[[ Available data open ]]

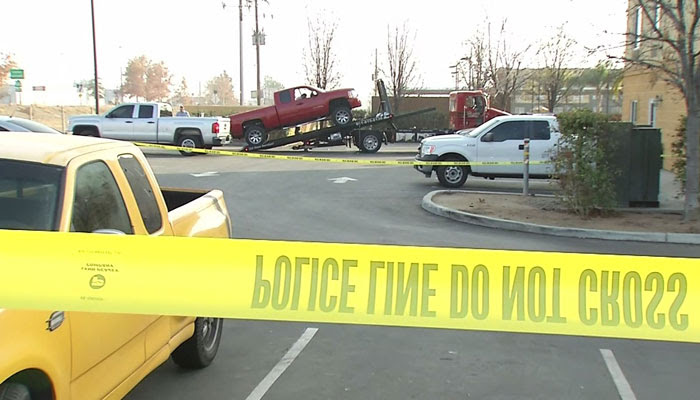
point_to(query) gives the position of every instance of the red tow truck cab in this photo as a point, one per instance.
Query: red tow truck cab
(469, 109)
(295, 106)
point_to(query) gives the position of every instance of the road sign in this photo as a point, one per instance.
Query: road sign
(16, 73)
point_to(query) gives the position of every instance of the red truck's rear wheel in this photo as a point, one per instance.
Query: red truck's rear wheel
(255, 135)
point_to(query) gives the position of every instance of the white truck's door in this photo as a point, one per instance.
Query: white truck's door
(499, 145)
(543, 139)
(146, 124)
(119, 123)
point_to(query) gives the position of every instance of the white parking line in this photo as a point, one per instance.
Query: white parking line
(623, 387)
(282, 365)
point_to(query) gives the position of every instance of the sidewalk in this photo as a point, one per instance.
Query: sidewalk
(545, 215)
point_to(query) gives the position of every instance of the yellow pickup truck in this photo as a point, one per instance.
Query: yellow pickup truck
(82, 184)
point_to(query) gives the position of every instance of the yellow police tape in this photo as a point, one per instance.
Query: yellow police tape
(636, 297)
(331, 160)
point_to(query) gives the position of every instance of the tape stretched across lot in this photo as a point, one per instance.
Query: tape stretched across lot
(331, 160)
(512, 291)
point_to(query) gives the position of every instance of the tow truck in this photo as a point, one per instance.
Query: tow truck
(367, 140)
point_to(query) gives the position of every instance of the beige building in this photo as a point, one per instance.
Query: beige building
(647, 99)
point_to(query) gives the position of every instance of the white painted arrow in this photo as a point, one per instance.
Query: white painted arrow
(344, 179)
(204, 174)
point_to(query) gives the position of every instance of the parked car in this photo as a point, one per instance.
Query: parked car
(84, 184)
(498, 141)
(294, 106)
(153, 123)
(15, 124)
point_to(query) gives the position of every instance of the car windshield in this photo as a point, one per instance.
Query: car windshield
(29, 195)
(32, 125)
(477, 131)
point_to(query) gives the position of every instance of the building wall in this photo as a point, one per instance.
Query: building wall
(646, 88)
(640, 86)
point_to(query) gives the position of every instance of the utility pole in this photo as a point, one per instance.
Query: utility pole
(257, 50)
(456, 73)
(376, 73)
(94, 55)
(240, 45)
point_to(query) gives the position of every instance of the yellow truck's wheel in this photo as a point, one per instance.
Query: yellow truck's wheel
(200, 350)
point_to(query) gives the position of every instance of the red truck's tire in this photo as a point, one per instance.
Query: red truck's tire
(341, 115)
(255, 135)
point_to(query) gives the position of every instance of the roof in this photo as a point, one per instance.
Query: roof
(50, 148)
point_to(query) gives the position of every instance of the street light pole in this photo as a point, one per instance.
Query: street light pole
(456, 73)
(240, 45)
(257, 49)
(94, 55)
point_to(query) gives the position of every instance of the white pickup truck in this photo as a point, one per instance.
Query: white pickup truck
(153, 123)
(497, 141)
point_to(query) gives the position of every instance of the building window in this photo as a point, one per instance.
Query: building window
(638, 28)
(653, 106)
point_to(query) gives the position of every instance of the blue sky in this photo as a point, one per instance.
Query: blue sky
(52, 40)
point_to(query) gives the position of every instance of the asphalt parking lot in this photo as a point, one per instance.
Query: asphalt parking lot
(297, 200)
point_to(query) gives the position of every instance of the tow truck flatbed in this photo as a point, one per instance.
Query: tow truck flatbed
(367, 140)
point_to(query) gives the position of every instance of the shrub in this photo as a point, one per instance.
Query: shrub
(678, 152)
(583, 164)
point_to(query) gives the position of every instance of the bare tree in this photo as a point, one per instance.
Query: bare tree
(493, 66)
(504, 69)
(182, 94)
(664, 40)
(135, 77)
(603, 77)
(476, 75)
(554, 76)
(320, 59)
(146, 79)
(220, 90)
(401, 63)
(157, 82)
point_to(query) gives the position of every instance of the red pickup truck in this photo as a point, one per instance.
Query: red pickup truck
(294, 106)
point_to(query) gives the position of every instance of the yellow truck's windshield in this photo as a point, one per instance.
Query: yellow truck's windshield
(29, 195)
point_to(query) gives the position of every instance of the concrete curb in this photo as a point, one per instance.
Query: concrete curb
(490, 222)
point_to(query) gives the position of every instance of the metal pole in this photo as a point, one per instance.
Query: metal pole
(94, 56)
(526, 166)
(456, 77)
(257, 49)
(240, 44)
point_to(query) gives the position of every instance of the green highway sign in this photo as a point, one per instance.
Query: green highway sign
(16, 73)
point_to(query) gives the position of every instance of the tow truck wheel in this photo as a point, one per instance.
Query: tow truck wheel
(452, 176)
(341, 115)
(14, 391)
(370, 143)
(199, 350)
(192, 142)
(255, 135)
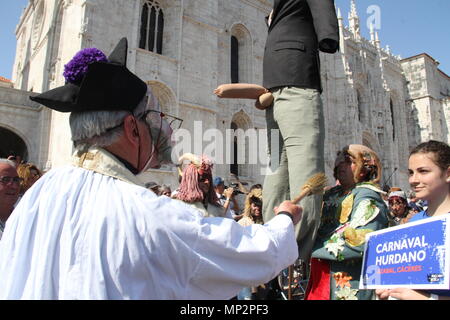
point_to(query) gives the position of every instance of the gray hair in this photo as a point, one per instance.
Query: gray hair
(10, 162)
(92, 128)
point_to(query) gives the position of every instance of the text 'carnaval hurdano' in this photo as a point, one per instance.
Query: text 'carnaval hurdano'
(404, 257)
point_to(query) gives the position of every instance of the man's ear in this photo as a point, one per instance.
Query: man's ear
(131, 130)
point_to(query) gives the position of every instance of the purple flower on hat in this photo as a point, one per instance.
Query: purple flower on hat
(75, 70)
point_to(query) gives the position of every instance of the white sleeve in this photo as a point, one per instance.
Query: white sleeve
(233, 257)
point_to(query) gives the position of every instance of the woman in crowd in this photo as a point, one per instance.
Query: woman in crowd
(350, 210)
(399, 210)
(253, 215)
(429, 177)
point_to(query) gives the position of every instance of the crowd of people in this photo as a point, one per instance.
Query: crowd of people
(93, 230)
(354, 207)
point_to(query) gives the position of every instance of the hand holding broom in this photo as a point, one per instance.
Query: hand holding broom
(313, 185)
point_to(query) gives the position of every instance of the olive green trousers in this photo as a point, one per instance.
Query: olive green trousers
(297, 155)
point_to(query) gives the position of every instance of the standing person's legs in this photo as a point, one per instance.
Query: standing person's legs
(298, 113)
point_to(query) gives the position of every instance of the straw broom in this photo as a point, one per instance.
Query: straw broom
(313, 185)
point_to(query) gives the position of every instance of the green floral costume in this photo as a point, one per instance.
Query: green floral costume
(346, 219)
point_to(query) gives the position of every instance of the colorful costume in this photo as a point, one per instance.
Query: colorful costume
(347, 216)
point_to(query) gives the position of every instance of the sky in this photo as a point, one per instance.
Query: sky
(409, 27)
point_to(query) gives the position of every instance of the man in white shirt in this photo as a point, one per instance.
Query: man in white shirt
(93, 231)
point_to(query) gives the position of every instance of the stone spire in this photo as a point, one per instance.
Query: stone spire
(353, 20)
(372, 34)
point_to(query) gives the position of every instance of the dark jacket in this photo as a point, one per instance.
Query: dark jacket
(298, 30)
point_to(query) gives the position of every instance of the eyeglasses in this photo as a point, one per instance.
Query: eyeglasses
(6, 180)
(173, 122)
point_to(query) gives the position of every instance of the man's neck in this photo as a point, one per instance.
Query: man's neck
(5, 212)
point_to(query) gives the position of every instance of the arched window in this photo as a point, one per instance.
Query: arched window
(234, 167)
(392, 118)
(234, 60)
(152, 27)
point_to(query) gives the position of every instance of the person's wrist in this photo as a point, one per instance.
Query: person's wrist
(287, 214)
(433, 297)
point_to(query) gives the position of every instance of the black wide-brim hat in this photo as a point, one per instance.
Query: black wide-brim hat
(106, 86)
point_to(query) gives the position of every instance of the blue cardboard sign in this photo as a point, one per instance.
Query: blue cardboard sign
(415, 255)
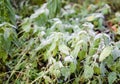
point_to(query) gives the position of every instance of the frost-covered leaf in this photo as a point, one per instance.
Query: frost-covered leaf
(64, 49)
(105, 53)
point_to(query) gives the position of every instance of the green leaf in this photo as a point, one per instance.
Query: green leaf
(88, 71)
(72, 67)
(112, 77)
(105, 53)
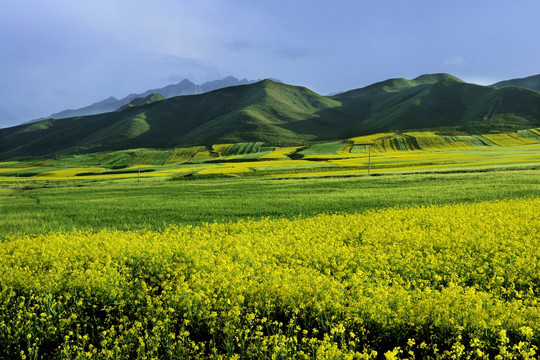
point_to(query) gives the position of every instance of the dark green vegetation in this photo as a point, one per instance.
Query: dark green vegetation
(529, 82)
(62, 206)
(280, 114)
(143, 100)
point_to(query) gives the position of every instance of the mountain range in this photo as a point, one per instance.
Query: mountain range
(282, 114)
(184, 87)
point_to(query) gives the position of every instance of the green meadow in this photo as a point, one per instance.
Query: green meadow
(394, 245)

[[ Available data closed ]]

What you give back should be the lines from the one with "the green meadow" to the end of the data, copied exactly, both ends included.

point_to(query) gives the position of every instance of the green meadow in this photo as a point, one per instance.
Query: green meadow
(394, 245)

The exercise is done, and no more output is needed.